[Collected data]
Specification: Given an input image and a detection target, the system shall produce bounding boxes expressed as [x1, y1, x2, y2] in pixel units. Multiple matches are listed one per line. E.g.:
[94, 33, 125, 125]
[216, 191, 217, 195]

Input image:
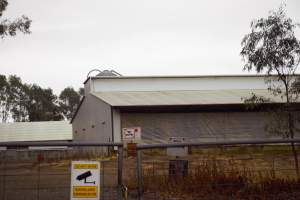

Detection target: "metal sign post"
[127, 143, 137, 157]
[136, 150, 143, 200]
[70, 161, 101, 200]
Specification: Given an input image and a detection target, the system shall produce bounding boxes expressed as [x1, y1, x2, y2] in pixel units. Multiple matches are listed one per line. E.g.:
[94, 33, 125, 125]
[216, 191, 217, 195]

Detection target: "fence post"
[117, 146, 124, 199]
[37, 152, 40, 200]
[101, 161, 104, 200]
[137, 150, 143, 200]
[2, 152, 6, 200]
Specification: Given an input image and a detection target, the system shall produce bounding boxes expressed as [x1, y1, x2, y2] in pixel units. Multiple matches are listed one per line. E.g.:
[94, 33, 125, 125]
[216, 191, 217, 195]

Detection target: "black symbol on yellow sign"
[76, 171, 95, 184]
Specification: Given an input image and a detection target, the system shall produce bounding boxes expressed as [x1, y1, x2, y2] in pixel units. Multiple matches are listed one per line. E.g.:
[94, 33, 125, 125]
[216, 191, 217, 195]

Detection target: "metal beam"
[117, 146, 124, 199]
[136, 139, 300, 150]
[0, 141, 123, 147]
[136, 150, 143, 200]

> [REQUIREMENT]: All of the data must be set down exactly, with no pictures included.

> [EXPECTED ANSWER]:
Specification: Given an input image and a detection target, the system shall produce bounding boxes expressed as [x1, y1, x2, y2] in pixel units. Multiple matches are listed one per line. E.g.:
[94, 33, 125, 125]
[216, 191, 217, 195]

Input image:

Detection target: "metal sign post"
[127, 143, 137, 157]
[136, 150, 143, 200]
[70, 161, 101, 200]
Specification: Given an input image and a detection target, the system shall produce bounding boxes expressed as [x1, y1, x2, y2] in pixel units. Multiple matches are listed one per line. E.g.:
[94, 33, 125, 125]
[216, 191, 217, 195]

Detection target: "fence post"
[117, 146, 124, 199]
[37, 152, 40, 200]
[101, 161, 104, 200]
[137, 150, 143, 200]
[2, 152, 6, 200]
Specification: Given an input image and a detection target, the system shall produce bounding boxes expressed as [x1, y1, x2, y2] in pixel units. Multiple matches are listed one per line. E.g.:
[94, 33, 125, 125]
[216, 191, 217, 195]

Detection target: "black symbol on yellow sign"
[76, 171, 95, 184]
Specification: Given an input image and a detection target, the system shall produce bounding boxes expressed as [x1, y1, x2, y2] in pixel units. Multiple matches are listed one per line. E.g.:
[94, 33, 125, 125]
[216, 191, 217, 195]

Detection target: "metal beam"
[117, 146, 124, 199]
[136, 139, 300, 150]
[0, 141, 123, 147]
[136, 150, 143, 200]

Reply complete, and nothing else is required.